Dyne Therapeutics Raises $115 Million to Advance Therapies for Serious Muscle Diseases
August 11, 2020
Rare Daily Staff
Dyne Therapeutics completed a $115 million equity financing to advance the development of targeted oligonucleotide medicines for serious, genetically driven muscle diseases.
New investors Vida Ventures and Surveyor Capital led the financing with participation by additional new investors Wellington Management, Logos Capital, Franklin Templeton and an undisclosed institutional investor. Existing investors Atlas Venture, which seeded and incubated Dyne, Forbion, and MPM Capital also joined in the financing.
“This capital allows us to leverage our FORCE platform and advance our pipeline of modern oligonucleotide therapeutics aimed at transforming the lives of individuals living with serious muscle diseases,” said Joshua Brumm, president and chief executive officer of Dyne.
Lead programs are designed to knock down gene expression for the treatment of rare, monogenic neuromuscular diseases. Dyne is also developing therapeutics for patients with cardiac and smooth muscle diseases.
Dyne’s platform specifically targets muscle, minimizing systemic exposure. The company has completed preclinical studies indicating that this approach can deliver oligonucleotides that degrade disease-causing RNA, potentially restoring muscle health.
Dyne is developing a broad portfolio of therapeutics for muscle diseases, including programs in the rare genetic wasting diseases myotonic dystrophy type 1 (DM1), Duchenne muscular dystrophy (DMD) and facioscapulohumeral muscular dystrophy (FSHD).
Dyne’s lead program targets DM1, a rare, inherited disorder that causes progressive muscle weakness and other life-limiting complications. DM1 is a monogenic autosomal dominant disease caused by an abnormal expansion in a region of the DMPK gene. There are currently no disease-modifying treatments for DM1, which affects an estimated 40,000 people in the United States.
Dyne’s preclinical therapy consists of a proprietary antibody conjugated with a linker to an antisense oligonucleotide that is designed to reduce the levels of mutant DMPK RNA in the nucleus, releasing splicing proteins, allowing normal mRNA processing and translation of normal proteins, and potentially reversing disease. In preclinical studies the company has observed correction of splicing changes in DM1 patient cells, reversal of myotonia after a single dose in a DM1 model and enhanced muscle distribution as evidenced by reduced levels of cytoplasmic wild type DMPK RNA.
Photo: Joshua Brumm, president and CEO of Dyne.

— Task instructions —
1 - List the existing investors that the Dyne Therapeutics article says joined the financing.
2 - Answer these questions from the Dyne Therapeutics article:
(a) How much did the equity financing raise?
(b) About how many people in the United States does DM1 affect?
(c) Which gene has the abnormal expansion that causes DM1?
3 - Duplicate the part of the Dyne Therapeutics article that opens with the words containing "Lead programs are" and closes with "restoring muscle health.".

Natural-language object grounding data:
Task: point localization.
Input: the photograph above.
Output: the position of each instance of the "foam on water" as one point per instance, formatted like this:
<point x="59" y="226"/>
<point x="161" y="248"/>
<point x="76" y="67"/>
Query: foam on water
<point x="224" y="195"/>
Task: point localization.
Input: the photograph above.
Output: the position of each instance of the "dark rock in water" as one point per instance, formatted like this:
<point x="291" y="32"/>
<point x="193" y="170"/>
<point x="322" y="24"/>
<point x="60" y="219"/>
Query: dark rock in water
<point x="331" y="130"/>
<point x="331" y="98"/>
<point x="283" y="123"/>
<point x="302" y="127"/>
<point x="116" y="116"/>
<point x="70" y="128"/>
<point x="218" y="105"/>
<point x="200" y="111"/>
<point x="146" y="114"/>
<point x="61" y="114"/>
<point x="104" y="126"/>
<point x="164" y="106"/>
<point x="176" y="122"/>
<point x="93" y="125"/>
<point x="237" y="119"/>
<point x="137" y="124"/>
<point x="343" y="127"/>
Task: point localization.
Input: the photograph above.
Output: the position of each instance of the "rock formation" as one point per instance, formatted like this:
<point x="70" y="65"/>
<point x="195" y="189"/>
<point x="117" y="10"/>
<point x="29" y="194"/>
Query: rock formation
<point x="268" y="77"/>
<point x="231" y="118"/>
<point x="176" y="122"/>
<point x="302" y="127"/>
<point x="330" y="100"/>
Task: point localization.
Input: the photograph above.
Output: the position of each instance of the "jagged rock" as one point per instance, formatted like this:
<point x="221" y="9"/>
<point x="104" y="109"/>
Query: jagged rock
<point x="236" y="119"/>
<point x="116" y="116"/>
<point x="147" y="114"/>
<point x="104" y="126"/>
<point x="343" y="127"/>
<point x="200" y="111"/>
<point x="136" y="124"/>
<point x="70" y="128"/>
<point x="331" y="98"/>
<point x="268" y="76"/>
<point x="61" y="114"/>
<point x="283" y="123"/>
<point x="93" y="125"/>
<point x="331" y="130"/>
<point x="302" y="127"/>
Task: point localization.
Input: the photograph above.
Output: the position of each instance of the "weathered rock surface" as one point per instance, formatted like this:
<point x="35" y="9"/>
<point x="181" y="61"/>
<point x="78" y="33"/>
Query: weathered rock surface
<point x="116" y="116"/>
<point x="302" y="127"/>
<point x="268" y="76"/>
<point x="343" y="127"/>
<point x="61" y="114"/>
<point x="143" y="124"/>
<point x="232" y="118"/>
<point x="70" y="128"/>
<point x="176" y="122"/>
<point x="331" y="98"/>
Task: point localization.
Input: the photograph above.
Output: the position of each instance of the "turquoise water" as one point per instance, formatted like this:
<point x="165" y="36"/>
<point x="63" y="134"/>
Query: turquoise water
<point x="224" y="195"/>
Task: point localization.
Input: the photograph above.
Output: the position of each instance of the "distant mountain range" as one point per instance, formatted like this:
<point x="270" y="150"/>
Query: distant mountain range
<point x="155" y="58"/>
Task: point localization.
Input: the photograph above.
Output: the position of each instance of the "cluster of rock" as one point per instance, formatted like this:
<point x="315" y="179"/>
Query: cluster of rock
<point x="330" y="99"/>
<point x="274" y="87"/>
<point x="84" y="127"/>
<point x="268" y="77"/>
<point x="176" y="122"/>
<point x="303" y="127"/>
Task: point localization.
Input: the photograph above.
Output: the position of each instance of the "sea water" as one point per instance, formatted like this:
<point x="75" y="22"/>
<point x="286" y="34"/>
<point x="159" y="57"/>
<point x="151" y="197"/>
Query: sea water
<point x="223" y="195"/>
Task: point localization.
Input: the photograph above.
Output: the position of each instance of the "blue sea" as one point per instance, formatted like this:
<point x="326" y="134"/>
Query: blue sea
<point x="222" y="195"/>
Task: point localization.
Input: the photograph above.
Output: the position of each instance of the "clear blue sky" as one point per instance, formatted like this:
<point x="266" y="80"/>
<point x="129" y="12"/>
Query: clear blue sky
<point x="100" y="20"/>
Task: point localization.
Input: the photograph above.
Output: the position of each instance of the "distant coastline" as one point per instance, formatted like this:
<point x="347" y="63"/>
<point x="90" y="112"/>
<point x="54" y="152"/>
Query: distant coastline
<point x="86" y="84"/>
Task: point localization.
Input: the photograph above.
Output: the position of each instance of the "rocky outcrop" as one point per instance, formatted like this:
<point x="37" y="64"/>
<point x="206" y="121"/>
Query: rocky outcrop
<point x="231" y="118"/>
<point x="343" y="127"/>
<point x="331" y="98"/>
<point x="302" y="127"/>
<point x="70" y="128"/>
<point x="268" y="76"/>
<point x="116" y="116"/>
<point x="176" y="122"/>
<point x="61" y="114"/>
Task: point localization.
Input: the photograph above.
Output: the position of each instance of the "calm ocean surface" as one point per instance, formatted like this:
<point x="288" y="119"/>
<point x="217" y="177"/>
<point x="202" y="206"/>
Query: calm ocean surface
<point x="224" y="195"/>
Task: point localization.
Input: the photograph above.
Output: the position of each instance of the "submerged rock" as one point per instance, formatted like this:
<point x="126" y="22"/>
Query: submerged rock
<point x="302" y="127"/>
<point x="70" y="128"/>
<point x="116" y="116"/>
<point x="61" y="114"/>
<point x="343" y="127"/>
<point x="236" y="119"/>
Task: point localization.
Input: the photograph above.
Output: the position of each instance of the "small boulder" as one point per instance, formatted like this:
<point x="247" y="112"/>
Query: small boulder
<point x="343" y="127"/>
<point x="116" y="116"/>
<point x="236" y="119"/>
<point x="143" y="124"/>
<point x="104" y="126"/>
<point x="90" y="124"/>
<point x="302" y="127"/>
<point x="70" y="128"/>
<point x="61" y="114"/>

— Solutions to each task —
1 - Atlas Venture, Forbion, MPM Capital

2 -
(a) $115 million
(b) An estimated 40,000
(c) The DMPK gene

3 -
Lead programs are designed to knock down gene expression for the treatment of rare, monogenic neuromuscular diseases. Dyne is also developing therapeutics for patients with cardiac and smooth muscle diseases.
Dyne’s platform specifically targets muscle, minimizing systemic exposure. The company has completed preclinical studies indicating that this approach can deliver oligonucleotides that degrade disease-causing RNA, potentially restoring muscle health.